Input records
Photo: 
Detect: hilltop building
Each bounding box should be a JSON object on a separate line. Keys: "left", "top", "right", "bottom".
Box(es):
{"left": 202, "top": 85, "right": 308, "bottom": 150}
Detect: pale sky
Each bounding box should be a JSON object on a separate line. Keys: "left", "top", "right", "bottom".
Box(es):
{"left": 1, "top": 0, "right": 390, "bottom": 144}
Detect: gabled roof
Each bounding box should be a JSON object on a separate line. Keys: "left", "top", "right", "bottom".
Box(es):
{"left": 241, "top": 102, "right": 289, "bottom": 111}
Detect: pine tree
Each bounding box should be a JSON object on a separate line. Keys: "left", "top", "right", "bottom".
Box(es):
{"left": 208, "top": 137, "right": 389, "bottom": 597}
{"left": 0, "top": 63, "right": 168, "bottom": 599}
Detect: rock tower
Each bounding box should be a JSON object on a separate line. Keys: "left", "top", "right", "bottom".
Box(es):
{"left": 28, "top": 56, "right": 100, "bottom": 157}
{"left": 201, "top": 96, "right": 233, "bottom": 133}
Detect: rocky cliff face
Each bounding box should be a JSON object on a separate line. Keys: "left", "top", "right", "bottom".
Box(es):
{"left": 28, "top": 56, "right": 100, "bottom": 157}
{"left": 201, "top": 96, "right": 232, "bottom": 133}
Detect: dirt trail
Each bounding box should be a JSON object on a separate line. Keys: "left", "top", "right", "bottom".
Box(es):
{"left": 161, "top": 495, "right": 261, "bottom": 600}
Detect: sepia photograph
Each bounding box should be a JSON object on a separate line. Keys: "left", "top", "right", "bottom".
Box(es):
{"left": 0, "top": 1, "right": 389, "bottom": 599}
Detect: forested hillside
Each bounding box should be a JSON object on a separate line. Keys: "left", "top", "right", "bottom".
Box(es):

Your task
Set down the data once more, exactly as shown above.

Written reply
Photo: 
Detect: hilltop building
Each bounding box should be a JSON object on a separate line. Keys: "left", "top", "right", "bottom".
Box(es):
{"left": 202, "top": 85, "right": 308, "bottom": 150}
Detect: pale sky
Each bounding box should be a JSON object on a separate line. Keys: "left", "top", "right", "bottom".
Box(es):
{"left": 1, "top": 0, "right": 390, "bottom": 144}
Detect: gabled roof
Each bounding box should be a JSON object on a separate line. Keys: "left", "top", "right", "bottom".
Box(es):
{"left": 241, "top": 102, "right": 289, "bottom": 111}
Detect: pine tree
Each bounding box should be a JSON object on a separate line. Keys: "left", "top", "right", "bottom".
Box(es):
{"left": 208, "top": 137, "right": 389, "bottom": 597}
{"left": 0, "top": 63, "right": 168, "bottom": 599}
Detect: rock tower
Each bounding box should be a JSON object on a separate line. Keys: "left", "top", "right", "bottom".
Box(es):
{"left": 28, "top": 56, "right": 100, "bottom": 157}
{"left": 201, "top": 96, "right": 233, "bottom": 133}
Detect: rocky cliff face
Each bounding box should be a JSON object on a separate line. Keys: "left", "top", "right", "bottom".
Box(es):
{"left": 28, "top": 56, "right": 100, "bottom": 157}
{"left": 201, "top": 96, "right": 232, "bottom": 133}
Detect: dirt trail
Each bounding box should be a JSON object on a separate line. Keys: "left", "top", "right", "bottom".
Box(es):
{"left": 161, "top": 495, "right": 261, "bottom": 600}
Detect: sepia photograph
Each bounding box should be a JSON object on a separate line. Keys: "left", "top", "right", "bottom".
Box(es):
{"left": 0, "top": 1, "right": 389, "bottom": 599}
Detect: forested hillside
Each bounding box should be a JSON object on a separate line. Keys: "left", "top", "right", "bottom".
Box(es):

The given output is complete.